Directions for this task
Exactly the lines from the one holding "Place one keypoint on each instance of the white" to the end of the listing, both ends included, make up the expected answer.

++++++++

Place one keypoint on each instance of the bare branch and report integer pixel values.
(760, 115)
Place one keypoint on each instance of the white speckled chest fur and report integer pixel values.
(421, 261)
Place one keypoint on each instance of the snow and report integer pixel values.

++++++++

Answer for the task
Place one keypoint on each instance of the white speckled chest fur and report integer pixel values.
(421, 261)
Place one keypoint on each instance of the snow and report integer pixel values.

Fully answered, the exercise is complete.